Stored dataset items
------------------------------------------------------------
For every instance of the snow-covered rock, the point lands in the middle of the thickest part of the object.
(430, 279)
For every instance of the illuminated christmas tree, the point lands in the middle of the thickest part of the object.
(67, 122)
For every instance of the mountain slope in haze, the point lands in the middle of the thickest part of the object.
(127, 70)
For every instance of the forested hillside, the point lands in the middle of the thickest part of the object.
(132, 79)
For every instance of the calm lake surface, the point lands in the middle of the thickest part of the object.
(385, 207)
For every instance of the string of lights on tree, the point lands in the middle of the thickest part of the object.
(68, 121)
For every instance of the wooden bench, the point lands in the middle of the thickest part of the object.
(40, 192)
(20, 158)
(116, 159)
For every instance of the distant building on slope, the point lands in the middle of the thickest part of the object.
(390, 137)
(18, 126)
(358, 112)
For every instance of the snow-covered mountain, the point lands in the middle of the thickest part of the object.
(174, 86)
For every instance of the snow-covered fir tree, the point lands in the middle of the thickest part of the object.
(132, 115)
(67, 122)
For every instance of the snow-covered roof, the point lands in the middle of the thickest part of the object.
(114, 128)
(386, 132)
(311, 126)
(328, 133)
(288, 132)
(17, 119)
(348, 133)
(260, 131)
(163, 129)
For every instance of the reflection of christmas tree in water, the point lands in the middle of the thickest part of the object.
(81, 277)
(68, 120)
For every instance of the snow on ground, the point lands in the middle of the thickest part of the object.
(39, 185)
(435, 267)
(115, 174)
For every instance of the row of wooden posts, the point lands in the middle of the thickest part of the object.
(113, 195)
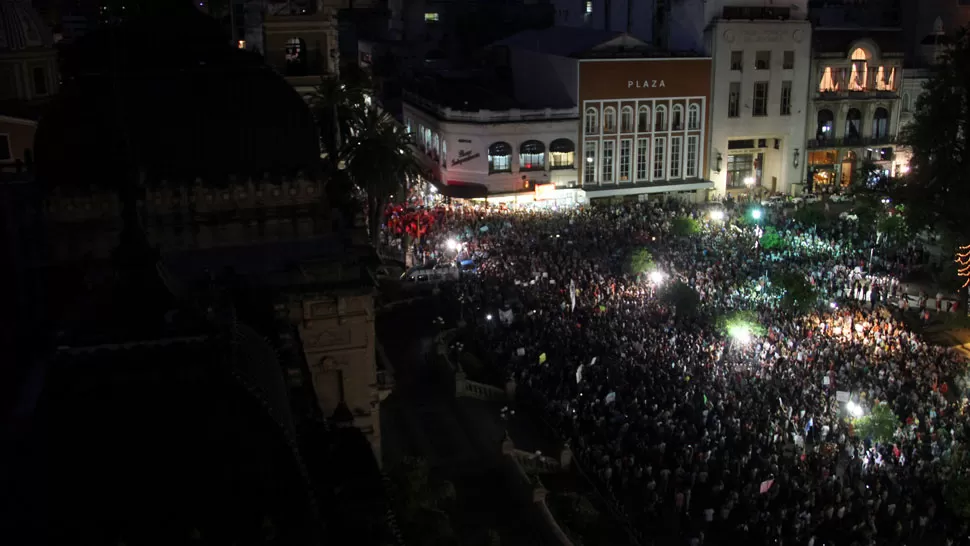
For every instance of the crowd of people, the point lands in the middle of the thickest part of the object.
(698, 435)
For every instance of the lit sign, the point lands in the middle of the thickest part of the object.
(464, 156)
(644, 84)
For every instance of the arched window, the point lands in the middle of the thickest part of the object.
(853, 124)
(296, 61)
(562, 154)
(643, 119)
(609, 120)
(626, 120)
(532, 156)
(826, 125)
(859, 76)
(880, 124)
(500, 158)
(693, 117)
(660, 119)
(677, 118)
(591, 125)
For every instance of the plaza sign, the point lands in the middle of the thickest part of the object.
(644, 84)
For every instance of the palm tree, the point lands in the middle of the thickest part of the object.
(379, 159)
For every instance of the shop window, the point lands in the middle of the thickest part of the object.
(591, 125)
(643, 119)
(739, 167)
(562, 154)
(609, 120)
(532, 156)
(626, 120)
(693, 117)
(853, 125)
(660, 118)
(826, 125)
(589, 160)
(880, 124)
(296, 57)
(500, 158)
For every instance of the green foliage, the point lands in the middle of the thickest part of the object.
(879, 425)
(937, 188)
(424, 504)
(799, 294)
(739, 321)
(683, 226)
(641, 261)
(772, 240)
(681, 297)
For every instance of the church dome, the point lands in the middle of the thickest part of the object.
(22, 28)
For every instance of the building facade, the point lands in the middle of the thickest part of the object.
(644, 126)
(761, 71)
(505, 152)
(855, 107)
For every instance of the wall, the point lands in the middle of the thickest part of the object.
(465, 155)
(646, 83)
(749, 37)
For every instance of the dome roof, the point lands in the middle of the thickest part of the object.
(21, 27)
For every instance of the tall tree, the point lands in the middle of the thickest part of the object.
(380, 159)
(937, 190)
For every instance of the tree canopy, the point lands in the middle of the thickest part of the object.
(937, 189)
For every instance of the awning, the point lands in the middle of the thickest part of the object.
(462, 190)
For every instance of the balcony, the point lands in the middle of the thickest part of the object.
(850, 142)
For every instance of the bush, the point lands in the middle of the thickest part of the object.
(879, 426)
(641, 261)
(684, 226)
(772, 240)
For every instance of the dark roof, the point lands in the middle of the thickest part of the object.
(838, 40)
(560, 41)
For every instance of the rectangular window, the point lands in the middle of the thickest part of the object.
(589, 163)
(788, 60)
(643, 160)
(762, 60)
(609, 146)
(675, 144)
(786, 98)
(40, 80)
(734, 100)
(658, 158)
(5, 154)
(691, 157)
(759, 106)
(626, 150)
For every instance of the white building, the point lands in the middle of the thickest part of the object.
(504, 151)
(762, 62)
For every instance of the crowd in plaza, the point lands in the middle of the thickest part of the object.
(697, 435)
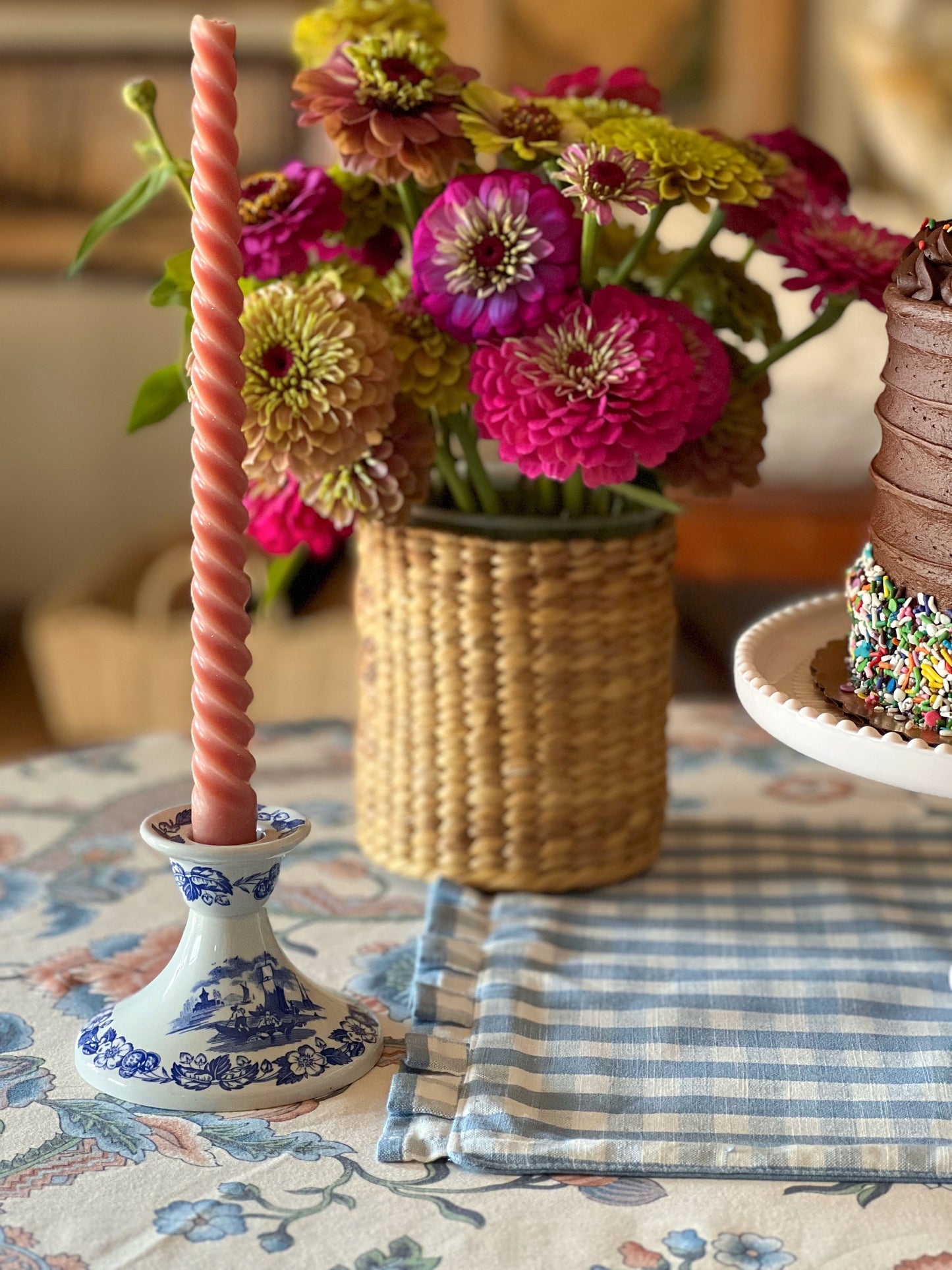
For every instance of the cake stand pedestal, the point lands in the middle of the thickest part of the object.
(776, 687)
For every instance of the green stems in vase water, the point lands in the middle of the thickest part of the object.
(409, 194)
(141, 98)
(714, 226)
(446, 465)
(831, 313)
(574, 494)
(636, 253)
(644, 497)
(282, 572)
(589, 241)
(465, 430)
(547, 496)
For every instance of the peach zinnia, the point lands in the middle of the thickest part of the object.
(387, 103)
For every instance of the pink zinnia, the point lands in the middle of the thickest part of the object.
(814, 177)
(838, 254)
(278, 521)
(605, 390)
(283, 215)
(629, 84)
(495, 256)
(712, 367)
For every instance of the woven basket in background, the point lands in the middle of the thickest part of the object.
(512, 703)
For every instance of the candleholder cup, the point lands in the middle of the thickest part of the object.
(230, 1024)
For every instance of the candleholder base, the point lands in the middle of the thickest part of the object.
(230, 1024)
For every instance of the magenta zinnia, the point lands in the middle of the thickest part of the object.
(495, 256)
(283, 215)
(278, 521)
(712, 367)
(386, 102)
(602, 175)
(629, 84)
(605, 390)
(838, 254)
(813, 177)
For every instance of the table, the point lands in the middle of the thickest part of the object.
(89, 915)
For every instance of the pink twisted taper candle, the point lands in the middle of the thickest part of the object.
(224, 807)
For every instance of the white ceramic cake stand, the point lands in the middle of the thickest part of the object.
(776, 687)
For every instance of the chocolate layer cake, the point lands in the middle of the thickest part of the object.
(900, 590)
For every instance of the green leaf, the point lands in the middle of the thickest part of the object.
(455, 1212)
(175, 286)
(125, 208)
(38, 1155)
(161, 393)
(716, 290)
(112, 1127)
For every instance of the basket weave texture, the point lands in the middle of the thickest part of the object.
(512, 705)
------------------------------------------------------------
▶ **EXERCISE TASK**: Rewrite all of the records above, substituting "widest part" for every "thickest part" and leaving everything else unchanged. Omit the pictures from your answer.

▶ **FINAL ANSWER**:
For every instance of the snow-covered rock, the point lands in the middle of the widest part of the object.
(430, 279)
For every instance of the illuminated christmas tree, the point lands in the middle of the widest part of the object.
(67, 122)
For every instance of the mountain slope in haze, the point lands in the middle of the widest part of the object.
(127, 70)
For every instance of the forested hillside, the point lands in the middle of the widest part of the object.
(132, 79)
For every instance of the calm lake surface, the point lands in the middle of the widest part of the object.
(385, 207)
For every instance of the string of lights on tree, the point lands in the middle of the widest part of the object.
(68, 121)
For every instance of the wooden bench, the point lands in the middle of the widest part of the object.
(40, 192)
(20, 158)
(116, 159)
For every instance of the distant building on slope, the point lands in the middle of the widest part of the object.
(390, 137)
(18, 126)
(358, 112)
For every instance of the snow-covered mountain, the point lands in the middle of the widest part of the object.
(174, 86)
For every instance of the snow-covered fir tree, the point lands in the middle of the widest part of the object.
(132, 115)
(67, 122)
For every instance of the snow-covered roof, the point lands in the middle of the widest part of the object.
(114, 128)
(386, 132)
(311, 126)
(328, 133)
(288, 132)
(17, 119)
(348, 133)
(260, 131)
(163, 129)
For every instance of the reflection of christmas tree in water, the point lands in the middle of the widest part of the object.
(81, 277)
(68, 120)
For every instance of the snow on ground, the point lands in the middle of the widest part of the object.
(39, 185)
(435, 267)
(115, 174)
For every instance of the row of wooden posts, the point lands in the middle of the widest part of the object.
(113, 195)
For every instance of the crowd of people, the point lands in the middle of the widest part of the object.
(698, 435)
For every instance of the lit sign, the point lands in the middle of the widest part of the object.
(464, 156)
(644, 84)
For every instance of the arched window, the point lands in the middle of the widest part of the object.
(853, 124)
(296, 61)
(562, 154)
(643, 119)
(609, 120)
(626, 120)
(532, 156)
(826, 125)
(859, 76)
(880, 124)
(500, 158)
(693, 117)
(660, 119)
(677, 118)
(591, 125)
For every instance of the plaza sign, the point lands in the middle of the widest part of the object.
(644, 84)
For every instance of the palm tree, the point lands in the middle of the widest part of the object.
(379, 159)
For every instance of the shop window, the point lands in the middle of the widest part of the object.
(591, 125)
(643, 119)
(739, 167)
(562, 154)
(609, 120)
(532, 156)
(626, 120)
(693, 117)
(853, 125)
(660, 118)
(826, 125)
(589, 160)
(880, 124)
(296, 57)
(500, 158)
For every instance of the green foliage, the point lands in the middle of the widest part of the object.
(879, 425)
(937, 188)
(424, 504)
(799, 294)
(739, 321)
(683, 226)
(641, 261)
(772, 240)
(681, 297)
For every instance of the church dome, the point lands in the middle of the widest part of the object.
(22, 28)
For every instance of the building facade, the point lands in the middle of the widest part of the object.
(644, 126)
(761, 71)
(505, 152)
(855, 107)
For every instance of the wall, the point lands in the middle of the widest part of the object.
(465, 155)
(646, 83)
(749, 37)
For every instance of the dome roof, the point lands in the middle of the widest part of the object.
(21, 27)
For every instance of the tall tree, the point lands in the middle of the widest part of the object.
(380, 159)
(937, 190)
For every instance of the tree canopy, the point lands in the middle of the widest part of the object.
(937, 189)
For every instance of the awning, the point lands in the middle of the widest part of the object.
(462, 190)
For every instance of the balcony, the point lands in the middle of the widest part of the object.
(850, 142)
For every instance of the bush, the point lands in the middle of the widest part of the object.
(879, 426)
(641, 261)
(684, 226)
(772, 240)
For every instance of the dark roof, the point lands in the middle of the widest part of the object.
(838, 40)
(560, 41)
For every instance of the rectangular window, the point lands in the middle of the widest part of the object.
(589, 163)
(788, 60)
(643, 160)
(762, 60)
(609, 146)
(675, 144)
(786, 98)
(40, 80)
(734, 100)
(658, 158)
(5, 154)
(691, 157)
(759, 106)
(626, 150)
For every instance of the white building, the point lands in the middle of the widest part of the object.
(504, 151)
(762, 62)
For every instance of the crowd in plaza, the point lands in the middle of the widest part of the object.
(697, 435)
For every instance of the cake stand pedestal, the point lands in the middle of the widest part of the object.
(776, 687)
For every instance of the green stems in vase water, the point lands in the middle of the widest part of the object.
(409, 194)
(141, 98)
(714, 226)
(446, 465)
(831, 313)
(574, 494)
(636, 253)
(644, 497)
(282, 572)
(589, 241)
(465, 430)
(547, 496)
For every instance of the peach zinnia, the point lands in the middle of the widest part of the object.
(387, 103)
For every instance of the pink zinnia, the point lands in the middle of the widest part of the object.
(814, 177)
(838, 254)
(278, 521)
(605, 390)
(283, 215)
(629, 84)
(495, 256)
(712, 367)
For every instance of the woven basket in background, the point lands in the middle of the widest part of the object.
(512, 703)
For every instance of the candleholder cup, the point lands in the middle of the widest part of the object.
(230, 1024)
For every instance of the candleholder base, the point lands in the middle of the widest part of the object.
(230, 1024)
For every instance of the magenta zinnia, the point lands in the middle of the widest part of the object.
(495, 256)
(283, 215)
(278, 521)
(712, 367)
(386, 102)
(602, 175)
(629, 84)
(605, 390)
(838, 254)
(813, 177)
For every instance of the table, the point lands in the middle of the widest part of the object.
(89, 915)
For every instance of the pink twisted taper candle, the point lands in the middle of the widest part of the object.
(224, 807)
For every instance of the white ceramic cake stand, the point lands in the middle of the widest part of the object.
(776, 687)
For every instance of the chocolate layer cake, the point lands in the middle of the widest part of the object.
(900, 590)
For every instance of the green leaf, the point lands in the middle of the widest part of the object.
(455, 1212)
(175, 286)
(125, 208)
(38, 1155)
(161, 393)
(716, 290)
(112, 1127)
For every instance of the basket weave texture, the point lands in the middle of the widest part of the object.
(512, 705)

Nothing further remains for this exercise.